(Quoted passage):
________
What Is It?
What kind of textbooks does your child read? How do students learn about American history? When is your middle school getting a new science lab? Why doesn’t the school bus stop at your house? Do kids these days learn any critical thinking skills? Good questions. A+.
Nearly nine out of ten American children attend public schools, and local school boards are making decisions that affect them every day.
For example, local school boards:
- Select a curriculum plan for local schools and decide what students should know in each grade.
- Set academic standards.
- Create a budget for the district and make sure education dollars are well spent.
- Determine everything from staffing to graduation requirements to who can use which bathrooms.
- Hire and oversee the superintendent.
- In places where teachers are unionized, work with the legal professionals who negotiate collective bargaining agreements.
Usually, community residents elect people to serve on their local school board, though in some places, board members are appointed, maybe by a mayor or city council.
Keep this in mind: school boards aren’t the only ones making decisions about education in your community. Your state also has a board of education with its own superintendent, a legislature, and a governor – not to mention the Department of Education in Washington, D.C. They create all kinds of laws and policies that your school board has to follow.
________
(Material):

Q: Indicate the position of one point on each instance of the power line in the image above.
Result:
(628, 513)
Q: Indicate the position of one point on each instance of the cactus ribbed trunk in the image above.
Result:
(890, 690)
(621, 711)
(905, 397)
________
(Set task A):
Quote the school board text from "- Create a budget" to "collective bargaining agreements.".
(Set task B):
According to the school board text, what share of American children attend public schools?

(Correct answer A):
- Create a budget for the district and make sure education dollars are well spent.
- Determine everything from staffing to graduation requirements to who can use which bathrooms.
- Hire and oversee the superintendent.
- In places where teachers are unionized, work with the legal professionals who negotiate collective bargaining agreements.

(Correct answer B):
Nearly nine out of ten American children attend public schools.